Instrução escrita a
Das linhas apresentadas mais abaixo, devolve sem alterações todas as que contêm a palavra "lamp".

━━━━━━━━━━━━━━━━━━━━

2007/01/31

Tia Dé

Sentada no seu sofá branco, com uma mantinha azul a tapar-lhe as pernas, a minha tia vigia os movimentos da sobrinha pequena, não vá ela tropeçar, cair, bater com a cabeça na esquina da mesa e fazer um traumatismo craniano, era uma chatice. Chego com a minha mãe. Apesar do frio, trazemos connosco a alarido próprio das mulheres do sul. A minha filha Dimdim enrola-se nos nossos pés como se fosse uma gata. É a sua maneira de nos dizer olá. Na televisão, um crocodilo gigante descansa sobre a mornidão das areias de um mangue. Enquanto espero que o chá de lúcia-lima arrefeça, decido arreliar a minha tia, tão confortável e regaladinha no seu sofá branco. Tia, sabes que andamos a pensar em ir viver para a Índia?, digo-lhe sem tirar os olhos do terrível predador de olhos esbugalhados. Ela estremece e deixa que um silêncio tumular poise sobre a sala. Depois, gaguejando, diz Ó filha, tu és irreal, irreal, completamente maluca! E faz o gesto com o dedo. Apesar das minhas gargalhadas, ela continua. Aquilo é bom para passar férias, agora para viver! Aquela desgraça! Tu eras capaz de fazer isso aos teus filhos? E faz um ar recriminador como se morar na Índia fosse o mesmo que mandá-los para um colégio interno ou abandoná-los à porta de casa da Bárbara Guimarães e do Manuel Maria (não concebo maior desgraça para uma criança do que ter tais progenitores). Por fim, sossego-a. Ela ri-se, aliviada. Dá umas gargalhadinhas maravilhosas que parecem soluços de gente pequena. Quase lhe cai a dentadura. Mas o riso dela esconde um nervoso miudinho. Conhece-me bem a tia Dé.

Hecatombe

Cinco. Até a minha pele anda melhor. E, tirando meia dúzia de gritos matinais, acordo bem disposta. Insisto: é de desconfiar. Está para acontecer qualquer coisa terrível na minha vida. Uma hecatombe (gosto tanto da palavra hecatombe).

2007/01/30

Adriano


(É bom voltar a casa.)

C’est moi?

Não me reconheço: estou-me nas tintas para o referendo de dia onze (aborrece-me o ruído que se faz) e já tive quatro orgasmos desde que cheguei. Coisa estranha. Estranhíssima. É de desconfiar.

━━━━━━━━━━━━━━━━━━━━

Instrução escrita b
Devolve, tal como aparece, o trecho do bloco de texto acima que começa em "Cinco. Até a" e termina em "Estranhíssima. É de desconfiar.".

━━━━━━━━━━━━━━━━━━━━

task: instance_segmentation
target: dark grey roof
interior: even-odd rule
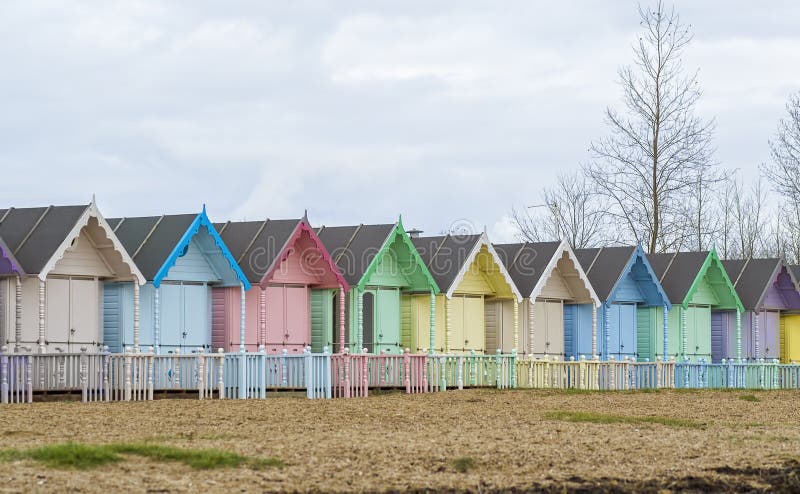
[[[444,235],[412,238],[439,289],[449,291],[481,235]]]
[[[697,278],[700,267],[708,257],[708,251],[678,252],[675,254],[648,254],[647,260],[653,267],[661,286],[673,304],[683,303],[689,288]],[[666,270],[666,273],[664,271]]]
[[[522,296],[528,297],[560,245],[561,242],[526,242],[494,244],[494,248]]]
[[[601,301],[608,300],[611,290],[624,274],[636,247],[603,247],[578,249],[575,255]],[[590,269],[591,268],[591,269]]]
[[[775,276],[781,267],[781,260],[768,258],[722,261],[722,265],[725,266],[725,271],[728,272],[731,281],[736,283],[736,293],[745,310],[755,310],[759,308],[761,297],[775,281]],[[738,265],[743,268],[739,267],[737,271],[736,266]],[[728,266],[731,266],[733,270],[729,270]],[[737,277],[739,278],[738,282]]]
[[[800,264],[792,264],[789,266],[789,271],[794,275],[794,279],[800,280]]]
[[[728,273],[731,283],[736,283],[746,263],[746,259],[725,259],[722,261],[722,266],[725,268],[725,272]]]
[[[107,221],[145,279],[153,281],[195,218],[196,214],[171,214]]]
[[[260,283],[301,221],[229,221],[214,227],[248,281]]]
[[[364,277],[396,225],[323,226],[317,236],[350,286]]]
[[[39,274],[87,207],[0,209],[0,236],[27,274]]]

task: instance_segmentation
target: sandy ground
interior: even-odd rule
[[[760,402],[744,401],[756,395]],[[574,423],[553,411],[704,424]],[[4,448],[156,441],[277,457],[198,471],[142,458],[89,471],[0,464],[9,492],[800,490],[800,393],[448,391],[308,401],[160,400],[0,408]],[[454,460],[470,457],[466,473]]]

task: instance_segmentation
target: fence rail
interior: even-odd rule
[[[34,394],[78,393],[82,401],[152,400],[156,392],[199,399],[264,399],[295,390],[309,399],[357,398],[370,389],[427,393],[470,387],[636,390],[658,388],[800,389],[800,365],[777,361],[722,363],[518,359],[516,355],[267,354],[156,355],[127,351],[18,354],[0,348],[0,401]]]

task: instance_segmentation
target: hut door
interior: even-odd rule
[[[372,292],[364,292],[363,299],[364,302],[361,305],[364,318],[363,344],[368,353],[373,353],[375,351],[375,295]]]
[[[780,319],[781,313],[778,311],[764,311],[761,313],[759,321],[759,335],[763,338],[763,344],[759,345],[761,356],[766,359],[780,358]]]
[[[289,353],[303,353],[310,345],[308,320],[308,289],[304,286],[287,286],[286,290],[286,338],[284,346]]]
[[[100,293],[97,280],[47,279],[48,343],[67,352],[92,348],[100,340]]]
[[[636,354],[636,304],[619,304],[618,328],[619,355],[617,358],[633,357]]]
[[[183,284],[183,344],[190,351],[208,345],[208,292],[203,284]]]
[[[375,353],[400,353],[400,291],[375,291]]]

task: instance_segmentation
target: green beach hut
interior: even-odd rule
[[[710,363],[711,311],[744,311],[716,251],[649,254],[647,259],[672,302],[672,309],[667,312],[666,321],[662,307],[639,309],[639,359],[663,357],[666,343],[667,358]]]

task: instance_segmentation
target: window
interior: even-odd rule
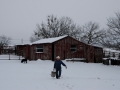
[[[38,53],[43,52],[43,45],[37,45],[36,46],[36,52],[38,52]]]
[[[71,45],[70,51],[71,51],[71,52],[75,52],[75,51],[76,51],[76,45]]]

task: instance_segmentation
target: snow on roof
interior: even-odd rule
[[[42,43],[53,43],[55,41],[58,41],[62,38],[67,37],[68,35],[60,36],[60,37],[54,37],[54,38],[45,38],[45,39],[40,39],[38,41],[33,42],[32,44],[42,44]]]

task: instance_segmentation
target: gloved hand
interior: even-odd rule
[[[67,69],[67,66],[65,66],[65,68]]]

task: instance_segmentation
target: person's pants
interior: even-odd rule
[[[61,69],[56,68],[56,78],[58,79],[61,76]]]

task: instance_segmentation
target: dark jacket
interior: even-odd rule
[[[63,66],[66,66],[61,60],[56,60],[55,63],[54,63],[54,68],[61,69],[61,64]]]

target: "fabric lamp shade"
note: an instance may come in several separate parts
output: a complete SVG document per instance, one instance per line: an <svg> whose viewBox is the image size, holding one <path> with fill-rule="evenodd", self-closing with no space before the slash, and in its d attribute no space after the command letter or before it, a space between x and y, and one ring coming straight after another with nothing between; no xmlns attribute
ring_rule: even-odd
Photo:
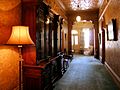
<svg viewBox="0 0 120 90"><path fill-rule="evenodd" d="M34 44L30 35L28 26L13 26L12 33L7 44L25 45Z"/></svg>

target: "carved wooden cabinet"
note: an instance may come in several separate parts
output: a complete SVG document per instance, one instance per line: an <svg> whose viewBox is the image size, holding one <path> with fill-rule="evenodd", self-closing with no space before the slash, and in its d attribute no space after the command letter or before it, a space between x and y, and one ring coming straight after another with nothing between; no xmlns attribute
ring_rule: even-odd
<svg viewBox="0 0 120 90"><path fill-rule="evenodd" d="M23 65L23 90L52 90L61 76L60 56L42 61L38 66Z"/></svg>
<svg viewBox="0 0 120 90"><path fill-rule="evenodd" d="M62 76L61 57L57 55L61 50L60 45L58 49L58 39L61 41L58 23L59 15L42 0L22 0L22 25L30 27L35 43L34 50L31 46L23 48L23 90L52 90L53 83Z"/></svg>

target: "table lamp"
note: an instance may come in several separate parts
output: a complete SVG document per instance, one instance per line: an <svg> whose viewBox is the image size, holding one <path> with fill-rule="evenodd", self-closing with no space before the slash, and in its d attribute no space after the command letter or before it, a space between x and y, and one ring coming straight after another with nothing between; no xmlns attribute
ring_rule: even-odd
<svg viewBox="0 0 120 90"><path fill-rule="evenodd" d="M33 45L34 42L30 38L29 35L29 27L28 26L13 26L12 27L12 33L7 41L7 44L10 45L17 45L19 48L19 90L22 88L22 54L21 54L21 48L22 45Z"/></svg>

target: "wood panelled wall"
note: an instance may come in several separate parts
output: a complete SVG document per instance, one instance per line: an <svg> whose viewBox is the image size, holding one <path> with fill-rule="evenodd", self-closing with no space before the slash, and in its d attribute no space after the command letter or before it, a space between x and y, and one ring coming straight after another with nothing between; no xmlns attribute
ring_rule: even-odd
<svg viewBox="0 0 120 90"><path fill-rule="evenodd" d="M19 90L18 47L4 45L13 25L21 25L21 0L0 0L0 90Z"/></svg>
<svg viewBox="0 0 120 90"><path fill-rule="evenodd" d="M117 32L118 40L117 41L108 41L107 40L107 28L105 30L105 61L110 66L110 68L116 73L120 78L120 1L119 0L110 0L106 12L104 13L104 22L105 25L108 25L108 22L111 19L116 19L117 21Z"/></svg>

━━━━━━━━━━━━━━━━━━━━

Resolução escrita a
target: "fabric lamp shade"
target: "table lamp"

Resolução escrita b
Cinco. Até a minha pele anda melhor. E, tirando meia dúzia de gritos matinais, acordo bem disposta. Insisto: é de desconfiar. Está para acontecer qualquer coisa terrível na minha vida. Uma hecatombe (gosto tanto da palavra hecatombe).

2007/01/30

Adriano


(É bom voltar a casa.)

C’est moi?

Não me reconheço: estou-me nas tintas para o referendo de dia onze (aborrece-me o ruído que se faz) e já tive quatro orgasmos desde que cheguei. Coisa estranha. Estranhíssima. É de desconfiar.